Try it
Below are the data; count the lines with the string "roof" in them and give that number only.

####

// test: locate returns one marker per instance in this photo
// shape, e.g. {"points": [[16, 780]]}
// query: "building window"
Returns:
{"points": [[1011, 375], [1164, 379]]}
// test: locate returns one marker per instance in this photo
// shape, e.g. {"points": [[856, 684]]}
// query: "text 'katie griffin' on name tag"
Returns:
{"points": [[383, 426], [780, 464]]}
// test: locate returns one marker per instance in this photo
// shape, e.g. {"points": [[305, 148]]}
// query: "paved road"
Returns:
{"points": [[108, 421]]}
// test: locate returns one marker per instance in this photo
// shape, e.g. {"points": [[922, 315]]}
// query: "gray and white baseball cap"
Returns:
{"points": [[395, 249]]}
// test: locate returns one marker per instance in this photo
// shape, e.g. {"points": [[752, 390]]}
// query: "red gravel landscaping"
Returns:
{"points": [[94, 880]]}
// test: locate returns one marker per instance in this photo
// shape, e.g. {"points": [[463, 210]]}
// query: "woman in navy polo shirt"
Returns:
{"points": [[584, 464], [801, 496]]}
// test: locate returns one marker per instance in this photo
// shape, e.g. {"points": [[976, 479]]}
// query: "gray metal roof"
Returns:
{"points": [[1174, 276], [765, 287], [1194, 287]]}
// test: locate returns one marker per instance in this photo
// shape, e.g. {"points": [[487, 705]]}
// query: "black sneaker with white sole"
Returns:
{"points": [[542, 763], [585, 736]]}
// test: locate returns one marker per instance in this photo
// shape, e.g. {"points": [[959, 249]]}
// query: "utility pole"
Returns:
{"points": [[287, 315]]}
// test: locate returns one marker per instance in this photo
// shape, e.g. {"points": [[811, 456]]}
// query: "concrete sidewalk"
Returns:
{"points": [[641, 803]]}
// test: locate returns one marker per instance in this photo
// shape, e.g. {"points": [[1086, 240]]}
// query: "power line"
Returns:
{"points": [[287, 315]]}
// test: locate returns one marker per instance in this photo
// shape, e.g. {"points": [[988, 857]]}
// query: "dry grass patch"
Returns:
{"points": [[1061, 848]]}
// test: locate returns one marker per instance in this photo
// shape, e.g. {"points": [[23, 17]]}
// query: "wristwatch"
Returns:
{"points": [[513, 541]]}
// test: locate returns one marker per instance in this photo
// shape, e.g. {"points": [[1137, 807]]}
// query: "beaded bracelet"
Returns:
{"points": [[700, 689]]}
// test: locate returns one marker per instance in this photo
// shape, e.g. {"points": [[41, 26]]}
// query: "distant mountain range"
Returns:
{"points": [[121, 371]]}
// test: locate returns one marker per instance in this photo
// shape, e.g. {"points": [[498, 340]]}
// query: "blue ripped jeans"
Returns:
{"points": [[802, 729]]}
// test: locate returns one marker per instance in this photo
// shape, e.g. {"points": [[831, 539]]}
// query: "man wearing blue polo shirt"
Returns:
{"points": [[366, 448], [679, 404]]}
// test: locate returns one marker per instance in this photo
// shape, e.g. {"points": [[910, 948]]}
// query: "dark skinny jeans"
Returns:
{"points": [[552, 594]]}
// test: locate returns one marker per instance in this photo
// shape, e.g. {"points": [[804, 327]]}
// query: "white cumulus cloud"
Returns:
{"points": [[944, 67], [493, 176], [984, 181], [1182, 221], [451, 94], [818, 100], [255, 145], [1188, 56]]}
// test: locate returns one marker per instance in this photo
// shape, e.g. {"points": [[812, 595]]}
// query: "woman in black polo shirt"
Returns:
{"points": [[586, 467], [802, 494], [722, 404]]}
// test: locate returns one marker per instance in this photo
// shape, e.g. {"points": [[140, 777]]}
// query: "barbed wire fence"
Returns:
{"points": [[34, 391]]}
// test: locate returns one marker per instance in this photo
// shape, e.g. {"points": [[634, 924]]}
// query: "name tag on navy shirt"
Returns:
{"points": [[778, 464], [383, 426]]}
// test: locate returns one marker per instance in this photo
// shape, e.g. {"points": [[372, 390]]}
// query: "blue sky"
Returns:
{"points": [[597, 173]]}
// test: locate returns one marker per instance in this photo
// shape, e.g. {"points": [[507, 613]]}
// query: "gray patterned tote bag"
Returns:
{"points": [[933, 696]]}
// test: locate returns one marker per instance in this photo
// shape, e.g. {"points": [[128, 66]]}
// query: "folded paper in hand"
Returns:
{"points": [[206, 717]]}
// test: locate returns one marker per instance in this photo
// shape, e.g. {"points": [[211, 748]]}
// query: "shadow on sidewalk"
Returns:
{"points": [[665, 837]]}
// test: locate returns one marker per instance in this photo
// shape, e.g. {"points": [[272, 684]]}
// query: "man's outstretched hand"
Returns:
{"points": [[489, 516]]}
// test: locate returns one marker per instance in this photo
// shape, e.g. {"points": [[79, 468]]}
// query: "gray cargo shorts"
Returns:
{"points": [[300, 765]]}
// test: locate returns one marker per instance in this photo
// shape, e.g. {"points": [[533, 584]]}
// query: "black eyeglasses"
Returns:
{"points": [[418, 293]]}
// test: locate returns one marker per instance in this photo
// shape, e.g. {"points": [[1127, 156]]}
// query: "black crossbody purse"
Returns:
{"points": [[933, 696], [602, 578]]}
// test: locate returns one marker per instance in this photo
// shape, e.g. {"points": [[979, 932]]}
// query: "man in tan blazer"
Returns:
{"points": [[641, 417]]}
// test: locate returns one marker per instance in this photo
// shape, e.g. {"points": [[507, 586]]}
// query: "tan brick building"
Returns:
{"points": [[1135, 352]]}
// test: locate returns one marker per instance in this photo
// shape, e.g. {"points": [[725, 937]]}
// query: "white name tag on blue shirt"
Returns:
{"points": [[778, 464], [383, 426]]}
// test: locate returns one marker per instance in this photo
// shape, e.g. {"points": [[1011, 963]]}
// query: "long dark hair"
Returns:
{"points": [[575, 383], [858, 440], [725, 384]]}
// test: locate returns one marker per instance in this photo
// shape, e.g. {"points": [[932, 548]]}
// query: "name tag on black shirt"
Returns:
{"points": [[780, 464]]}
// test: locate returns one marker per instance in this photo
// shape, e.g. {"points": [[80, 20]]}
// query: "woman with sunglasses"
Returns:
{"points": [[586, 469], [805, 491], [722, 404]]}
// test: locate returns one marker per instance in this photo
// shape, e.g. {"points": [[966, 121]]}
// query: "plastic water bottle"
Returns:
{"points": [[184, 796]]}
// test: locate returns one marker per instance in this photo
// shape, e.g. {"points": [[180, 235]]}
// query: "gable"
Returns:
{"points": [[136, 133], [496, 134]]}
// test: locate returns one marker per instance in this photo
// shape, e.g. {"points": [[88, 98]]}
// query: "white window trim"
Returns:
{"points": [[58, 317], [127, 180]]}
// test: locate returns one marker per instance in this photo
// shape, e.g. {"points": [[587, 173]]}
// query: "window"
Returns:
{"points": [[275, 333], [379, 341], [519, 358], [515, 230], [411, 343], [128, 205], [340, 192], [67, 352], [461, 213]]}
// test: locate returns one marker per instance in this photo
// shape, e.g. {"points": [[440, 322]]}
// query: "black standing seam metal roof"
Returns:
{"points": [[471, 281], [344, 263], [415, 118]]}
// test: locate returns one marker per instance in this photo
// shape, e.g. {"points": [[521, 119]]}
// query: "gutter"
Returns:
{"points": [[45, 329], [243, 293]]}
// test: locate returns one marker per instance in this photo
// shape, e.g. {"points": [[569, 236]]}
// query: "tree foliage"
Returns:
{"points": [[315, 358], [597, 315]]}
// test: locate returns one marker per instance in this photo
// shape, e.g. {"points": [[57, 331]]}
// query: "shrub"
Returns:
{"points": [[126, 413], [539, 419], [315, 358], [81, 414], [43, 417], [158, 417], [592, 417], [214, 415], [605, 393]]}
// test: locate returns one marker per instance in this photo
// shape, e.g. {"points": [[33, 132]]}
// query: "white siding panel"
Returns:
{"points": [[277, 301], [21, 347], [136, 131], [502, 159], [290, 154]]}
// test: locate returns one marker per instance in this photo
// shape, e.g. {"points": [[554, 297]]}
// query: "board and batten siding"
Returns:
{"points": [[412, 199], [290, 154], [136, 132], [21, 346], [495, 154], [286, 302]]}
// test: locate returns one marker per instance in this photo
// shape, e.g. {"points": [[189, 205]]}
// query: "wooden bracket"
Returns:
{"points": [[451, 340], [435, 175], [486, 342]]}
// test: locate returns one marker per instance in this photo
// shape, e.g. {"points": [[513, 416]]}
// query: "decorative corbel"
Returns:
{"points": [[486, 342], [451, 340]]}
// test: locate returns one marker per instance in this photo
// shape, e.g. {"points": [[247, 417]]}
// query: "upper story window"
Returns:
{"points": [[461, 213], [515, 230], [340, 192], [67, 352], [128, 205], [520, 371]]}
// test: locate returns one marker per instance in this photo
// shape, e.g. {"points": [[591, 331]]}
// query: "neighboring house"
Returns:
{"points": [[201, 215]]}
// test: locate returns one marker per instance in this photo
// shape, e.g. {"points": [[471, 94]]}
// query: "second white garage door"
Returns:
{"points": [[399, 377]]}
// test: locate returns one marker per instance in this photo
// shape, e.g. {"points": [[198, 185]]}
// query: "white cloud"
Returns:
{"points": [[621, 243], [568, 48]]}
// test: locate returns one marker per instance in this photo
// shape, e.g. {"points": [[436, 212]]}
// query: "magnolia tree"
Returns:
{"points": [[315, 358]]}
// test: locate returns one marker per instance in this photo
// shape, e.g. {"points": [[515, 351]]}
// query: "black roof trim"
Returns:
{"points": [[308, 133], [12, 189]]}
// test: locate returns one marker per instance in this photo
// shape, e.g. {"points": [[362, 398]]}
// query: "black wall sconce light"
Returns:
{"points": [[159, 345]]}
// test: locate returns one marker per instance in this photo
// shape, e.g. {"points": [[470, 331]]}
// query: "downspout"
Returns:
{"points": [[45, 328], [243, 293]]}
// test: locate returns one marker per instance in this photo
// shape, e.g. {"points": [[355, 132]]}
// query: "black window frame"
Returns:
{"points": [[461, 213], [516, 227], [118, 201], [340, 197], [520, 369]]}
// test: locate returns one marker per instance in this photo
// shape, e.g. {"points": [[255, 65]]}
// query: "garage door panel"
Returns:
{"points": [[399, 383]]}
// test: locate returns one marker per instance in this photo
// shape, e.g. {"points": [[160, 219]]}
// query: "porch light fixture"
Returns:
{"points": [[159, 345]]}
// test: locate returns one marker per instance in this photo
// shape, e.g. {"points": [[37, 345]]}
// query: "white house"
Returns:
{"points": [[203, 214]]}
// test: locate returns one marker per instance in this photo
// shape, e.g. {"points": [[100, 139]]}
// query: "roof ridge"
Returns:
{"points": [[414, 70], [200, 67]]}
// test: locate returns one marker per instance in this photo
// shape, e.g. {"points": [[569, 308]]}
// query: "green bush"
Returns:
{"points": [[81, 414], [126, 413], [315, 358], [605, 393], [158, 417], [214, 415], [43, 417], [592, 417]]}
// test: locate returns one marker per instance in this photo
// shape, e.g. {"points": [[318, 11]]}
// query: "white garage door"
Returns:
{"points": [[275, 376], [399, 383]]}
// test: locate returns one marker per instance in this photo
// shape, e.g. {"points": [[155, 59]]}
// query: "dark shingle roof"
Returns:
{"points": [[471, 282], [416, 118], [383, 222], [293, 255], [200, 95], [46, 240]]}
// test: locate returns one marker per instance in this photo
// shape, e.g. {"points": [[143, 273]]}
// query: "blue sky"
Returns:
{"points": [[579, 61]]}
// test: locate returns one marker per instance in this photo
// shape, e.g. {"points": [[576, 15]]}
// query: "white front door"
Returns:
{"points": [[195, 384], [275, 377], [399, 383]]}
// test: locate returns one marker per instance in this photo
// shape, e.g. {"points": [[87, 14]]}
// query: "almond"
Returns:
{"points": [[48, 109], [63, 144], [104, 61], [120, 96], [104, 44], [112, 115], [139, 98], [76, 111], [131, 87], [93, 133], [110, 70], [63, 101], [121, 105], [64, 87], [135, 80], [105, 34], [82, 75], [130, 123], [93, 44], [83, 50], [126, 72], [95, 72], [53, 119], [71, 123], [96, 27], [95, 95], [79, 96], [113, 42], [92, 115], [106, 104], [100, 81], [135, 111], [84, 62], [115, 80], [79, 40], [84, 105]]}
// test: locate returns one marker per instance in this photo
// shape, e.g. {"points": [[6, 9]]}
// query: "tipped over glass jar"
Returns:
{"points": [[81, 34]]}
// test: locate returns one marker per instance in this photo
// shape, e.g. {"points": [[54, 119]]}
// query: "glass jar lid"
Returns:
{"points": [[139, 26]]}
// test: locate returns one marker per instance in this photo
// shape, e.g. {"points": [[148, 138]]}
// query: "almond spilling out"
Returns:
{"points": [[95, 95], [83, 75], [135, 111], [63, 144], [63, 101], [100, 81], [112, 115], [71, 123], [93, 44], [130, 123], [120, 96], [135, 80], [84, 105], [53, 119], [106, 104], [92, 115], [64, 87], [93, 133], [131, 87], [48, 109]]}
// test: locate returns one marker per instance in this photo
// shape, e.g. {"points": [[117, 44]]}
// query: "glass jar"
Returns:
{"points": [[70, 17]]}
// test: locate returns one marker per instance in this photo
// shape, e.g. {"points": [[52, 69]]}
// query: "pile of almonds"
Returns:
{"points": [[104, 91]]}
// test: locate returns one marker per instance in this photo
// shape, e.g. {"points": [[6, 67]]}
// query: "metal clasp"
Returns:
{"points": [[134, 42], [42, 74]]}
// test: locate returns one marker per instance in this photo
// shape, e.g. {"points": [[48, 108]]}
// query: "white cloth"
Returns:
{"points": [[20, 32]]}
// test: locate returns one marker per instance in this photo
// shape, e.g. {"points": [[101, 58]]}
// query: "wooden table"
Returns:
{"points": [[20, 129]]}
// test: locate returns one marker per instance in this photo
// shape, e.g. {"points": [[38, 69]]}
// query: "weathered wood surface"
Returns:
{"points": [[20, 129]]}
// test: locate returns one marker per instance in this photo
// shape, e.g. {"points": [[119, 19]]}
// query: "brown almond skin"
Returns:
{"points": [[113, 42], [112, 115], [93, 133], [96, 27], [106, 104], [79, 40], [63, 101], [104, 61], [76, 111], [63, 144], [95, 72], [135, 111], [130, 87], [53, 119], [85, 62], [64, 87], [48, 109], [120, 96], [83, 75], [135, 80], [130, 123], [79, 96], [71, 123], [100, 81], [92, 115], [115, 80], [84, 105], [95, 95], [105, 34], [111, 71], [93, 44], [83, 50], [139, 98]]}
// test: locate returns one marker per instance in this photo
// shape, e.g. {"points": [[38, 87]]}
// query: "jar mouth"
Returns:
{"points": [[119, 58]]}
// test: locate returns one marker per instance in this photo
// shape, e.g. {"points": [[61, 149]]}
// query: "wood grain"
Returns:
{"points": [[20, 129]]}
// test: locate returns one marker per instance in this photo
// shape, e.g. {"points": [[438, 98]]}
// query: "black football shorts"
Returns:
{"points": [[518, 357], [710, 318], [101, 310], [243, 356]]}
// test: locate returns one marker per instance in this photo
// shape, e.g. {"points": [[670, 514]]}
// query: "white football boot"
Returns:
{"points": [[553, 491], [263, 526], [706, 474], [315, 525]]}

####

Finished exercise
5